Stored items
>> Start

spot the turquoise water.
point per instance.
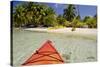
(72, 47)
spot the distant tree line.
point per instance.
(41, 15)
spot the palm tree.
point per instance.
(69, 12)
(19, 16)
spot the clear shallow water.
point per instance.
(72, 47)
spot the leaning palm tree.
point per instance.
(19, 16)
(69, 12)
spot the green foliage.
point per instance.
(70, 12)
(34, 14)
(91, 22)
(49, 21)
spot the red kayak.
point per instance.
(46, 54)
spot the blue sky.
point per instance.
(85, 10)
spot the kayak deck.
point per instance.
(46, 54)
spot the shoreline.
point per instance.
(65, 30)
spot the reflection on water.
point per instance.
(73, 48)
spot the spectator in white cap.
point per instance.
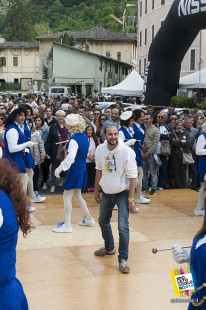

>> End

*What is needed:* Repeat word for word every line from the one containing "spot the reflection on water." down to the last of the stored items above, including both ends. Leave out any pictures.

*Response to this exercise:*
spot the reflection on water.
point per instance.
(73, 48)
spot the spectator in white cap.
point per instance.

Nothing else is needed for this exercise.